_GOAL:_
Rewrite each of the records below with "Scan for" changed to "Look for" and every other part left as it is. Omit the pictures from your answer.

_DATA FOR THIS TASK:_
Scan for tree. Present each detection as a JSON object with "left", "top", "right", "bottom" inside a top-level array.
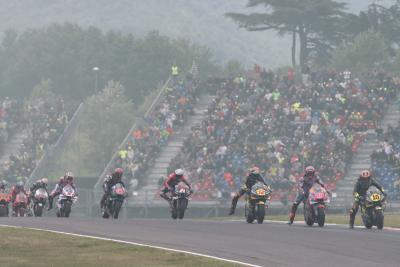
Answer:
[
  {"left": 345, "top": 0, "right": 400, "bottom": 56},
  {"left": 332, "top": 30, "right": 389, "bottom": 73},
  {"left": 80, "top": 81, "right": 134, "bottom": 172},
  {"left": 226, "top": 0, "right": 346, "bottom": 68},
  {"left": 0, "top": 23, "right": 214, "bottom": 104}
]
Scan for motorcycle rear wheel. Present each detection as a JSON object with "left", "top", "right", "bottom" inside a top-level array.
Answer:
[
  {"left": 177, "top": 199, "right": 187, "bottom": 220},
  {"left": 257, "top": 204, "right": 265, "bottom": 224},
  {"left": 245, "top": 203, "right": 255, "bottom": 223},
  {"left": 171, "top": 200, "right": 178, "bottom": 220},
  {"left": 0, "top": 206, "right": 8, "bottom": 217},
  {"left": 113, "top": 201, "right": 122, "bottom": 219},
  {"left": 375, "top": 210, "right": 384, "bottom": 230},
  {"left": 33, "top": 204, "right": 43, "bottom": 217},
  {"left": 317, "top": 208, "right": 325, "bottom": 227},
  {"left": 61, "top": 201, "right": 72, "bottom": 218}
]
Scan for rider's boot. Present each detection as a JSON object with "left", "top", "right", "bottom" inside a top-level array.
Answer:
[
  {"left": 287, "top": 203, "right": 297, "bottom": 225},
  {"left": 228, "top": 194, "right": 239, "bottom": 215},
  {"left": 349, "top": 209, "right": 356, "bottom": 229}
]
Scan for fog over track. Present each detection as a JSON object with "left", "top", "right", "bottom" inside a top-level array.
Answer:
[{"left": 0, "top": 218, "right": 400, "bottom": 267}]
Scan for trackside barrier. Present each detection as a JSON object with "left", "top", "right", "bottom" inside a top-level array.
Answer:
[
  {"left": 94, "top": 77, "right": 171, "bottom": 189},
  {"left": 54, "top": 188, "right": 400, "bottom": 218},
  {"left": 26, "top": 103, "right": 84, "bottom": 186}
]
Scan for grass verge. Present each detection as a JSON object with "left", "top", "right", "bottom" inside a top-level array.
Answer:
[
  {"left": 217, "top": 212, "right": 400, "bottom": 228},
  {"left": 0, "top": 227, "right": 242, "bottom": 267}
]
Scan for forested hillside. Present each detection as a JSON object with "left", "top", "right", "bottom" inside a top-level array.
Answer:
[{"left": 0, "top": 0, "right": 385, "bottom": 67}]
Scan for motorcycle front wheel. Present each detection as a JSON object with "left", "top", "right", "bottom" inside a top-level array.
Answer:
[
  {"left": 113, "top": 200, "right": 122, "bottom": 219},
  {"left": 257, "top": 204, "right": 265, "bottom": 224},
  {"left": 245, "top": 200, "right": 255, "bottom": 223},
  {"left": 317, "top": 208, "right": 325, "bottom": 227},
  {"left": 33, "top": 203, "right": 43, "bottom": 217},
  {"left": 375, "top": 210, "right": 384, "bottom": 230},
  {"left": 177, "top": 199, "right": 187, "bottom": 220}
]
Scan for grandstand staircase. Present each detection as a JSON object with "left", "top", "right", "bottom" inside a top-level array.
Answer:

_RESULT OF THE TASK:_
Look for tree. Present each detection as a JSON object with "left", "top", "right", "bottom" inside a top-level array.
Answer:
[
  {"left": 345, "top": 0, "right": 400, "bottom": 56},
  {"left": 332, "top": 30, "right": 389, "bottom": 73},
  {"left": 80, "top": 81, "right": 134, "bottom": 172},
  {"left": 226, "top": 0, "right": 346, "bottom": 68},
  {"left": 0, "top": 23, "right": 214, "bottom": 104}
]
Look for motorcycle rear wheel. Present each detection as a JSON object with "left", "top", "right", "bottom" inside a top-level array.
Answer:
[
  {"left": 177, "top": 199, "right": 187, "bottom": 220},
  {"left": 257, "top": 204, "right": 265, "bottom": 224},
  {"left": 245, "top": 203, "right": 255, "bottom": 223},
  {"left": 171, "top": 200, "right": 178, "bottom": 220},
  {"left": 0, "top": 206, "right": 8, "bottom": 217},
  {"left": 113, "top": 201, "right": 122, "bottom": 219},
  {"left": 375, "top": 210, "right": 384, "bottom": 230},
  {"left": 33, "top": 204, "right": 43, "bottom": 217},
  {"left": 317, "top": 208, "right": 325, "bottom": 227},
  {"left": 61, "top": 201, "right": 72, "bottom": 218}
]
Look for rider's boot. Present each detection as a JSON object with "left", "top", "right", "bottom" inside a top-level array.
Answer:
[
  {"left": 287, "top": 203, "right": 297, "bottom": 225},
  {"left": 228, "top": 194, "right": 239, "bottom": 215},
  {"left": 349, "top": 209, "right": 356, "bottom": 229}
]
Look for fog over track. Present each detection as a JSON object with "left", "top", "right", "bottom" inside a top-level array.
Answer:
[{"left": 0, "top": 218, "right": 400, "bottom": 267}]
Look for trackside barrier. Present each detection as a JSON object with "left", "top", "right", "bottom" inside a top-level array.
Answer:
[
  {"left": 94, "top": 77, "right": 171, "bottom": 189},
  {"left": 54, "top": 188, "right": 400, "bottom": 218},
  {"left": 26, "top": 103, "right": 84, "bottom": 186}
]
Look for grass verge. Present each detection as a JSON object with "left", "top", "right", "bottom" inside a top-level array.
Answer:
[
  {"left": 217, "top": 212, "right": 400, "bottom": 228},
  {"left": 0, "top": 227, "right": 242, "bottom": 267}
]
Look for forested hillside. Present each detection as a JSON object with "left", "top", "right", "bottom" inside a top-level array.
Answer:
[{"left": 0, "top": 0, "right": 385, "bottom": 67}]
Look for motorcycle front wheel. Present each detection as a JSON object with "left", "top", "right", "bottom" inside a top-level array.
Answer:
[
  {"left": 113, "top": 200, "right": 122, "bottom": 219},
  {"left": 257, "top": 204, "right": 265, "bottom": 224},
  {"left": 245, "top": 200, "right": 255, "bottom": 223},
  {"left": 317, "top": 208, "right": 325, "bottom": 227},
  {"left": 33, "top": 203, "right": 43, "bottom": 217},
  {"left": 375, "top": 210, "right": 384, "bottom": 230},
  {"left": 177, "top": 199, "right": 187, "bottom": 220}
]
Look for grandstand staircase. Present each detection as a JSON object with "left", "top", "right", "bottom" inside a top-level array.
Answer:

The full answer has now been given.